**SELECTED EXCERPT**

****************

According to HSBC, the pattern of global trade will be increasingly influenced by the rapidly growing Asian economies. South-south trade will boom, it adds, as these countries focus their efforts on other emerging economies with rapidly growing populations and an expanding middle class that will demand consumer goods.
“The fact that the pace of export growth from the US and UK to China is expec-ted to accelerate reflects the continued—and growing—appetite for the high-value, high-end range of goods made in Britain and the US”
—James Emmett, HSBC
Standard Chartered was the first in the industry to facilitate an end-to-end automated trade finance transaction using a Bank Payment Obligation—for BP Petrochemicals in May 2012. This was the first corporate transaction to be automated at both ends of the process, interfacing through Standard Chartered’s Straight2Bank platform. The transaction was carried out between BP and Oman’s Octal, a leading producer of PET resin.
Farooq Siddiqi, regional head of transaction banking, Middle East, North Africa and Pakistan, at Standard Chartered, says: “With a solid footprint across the world’s most dynamic markets of Asia, Africa and the Middle East, a strong Islamic trade franchise and leadership in innovation, we have succeeded in executing unprecedented bespoke financing transactions for our clients in the region. In addition, with the increasing trade activities between the Middle East and China, we have successfully leveraged our footprint to provide our clients with leading renminbi trade settlement solutions.”
In the Middle East, Standard Chartered has partnered with large local corporations in the automotive, construction and wholesale industries, and structured highly complex deals in Iraq and Egypt.
In the past year the bank introduced structured warehouse finance throughout the Middle East region, including an Islamic version. It offers the largest suite of Islamic products of any foreign bank. Standard Chartered also has developed a vendor prepay program that integrates with its clients’ accounts payable systems to help their suppliers gain access to financing.
“We have succeeded in executing unprecedented bespoke finan-cing transactions for our clients in the region”

****************

**WORK INSTRUCTIONS**
Reproduce the trade finance passage word for word between "In the Middle" and "Iraq and Egypt.", inclusive. The listing has nothing to do with the trade finance passage.

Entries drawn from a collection

****************

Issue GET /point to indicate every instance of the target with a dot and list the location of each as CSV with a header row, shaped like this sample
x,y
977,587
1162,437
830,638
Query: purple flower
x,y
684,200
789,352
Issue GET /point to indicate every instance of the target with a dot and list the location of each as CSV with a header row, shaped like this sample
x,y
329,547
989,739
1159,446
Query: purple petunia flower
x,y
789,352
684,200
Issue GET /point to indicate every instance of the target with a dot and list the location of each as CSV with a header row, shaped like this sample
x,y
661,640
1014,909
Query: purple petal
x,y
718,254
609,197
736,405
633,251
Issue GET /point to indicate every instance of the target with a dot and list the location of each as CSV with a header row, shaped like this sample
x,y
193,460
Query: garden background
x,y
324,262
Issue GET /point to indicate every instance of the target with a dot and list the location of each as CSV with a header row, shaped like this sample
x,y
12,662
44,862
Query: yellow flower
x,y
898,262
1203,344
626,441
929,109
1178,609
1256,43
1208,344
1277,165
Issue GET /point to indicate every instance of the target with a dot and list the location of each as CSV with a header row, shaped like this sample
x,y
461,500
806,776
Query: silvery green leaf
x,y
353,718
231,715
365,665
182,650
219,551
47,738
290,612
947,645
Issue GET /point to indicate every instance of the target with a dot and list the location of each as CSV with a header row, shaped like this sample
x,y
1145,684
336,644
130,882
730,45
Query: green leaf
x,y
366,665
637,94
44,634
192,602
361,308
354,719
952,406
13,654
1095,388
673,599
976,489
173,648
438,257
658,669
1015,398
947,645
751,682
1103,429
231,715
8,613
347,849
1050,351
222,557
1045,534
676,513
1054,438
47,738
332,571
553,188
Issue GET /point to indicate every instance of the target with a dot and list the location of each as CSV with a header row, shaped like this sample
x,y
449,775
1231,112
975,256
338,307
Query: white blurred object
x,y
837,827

****************

**OUTPUT**
In the Middle East, Standard Chartered has partnered with large local corporations in the automotive, construction and wholesale industries, and structured highly complex deals in Iraq and Egypt.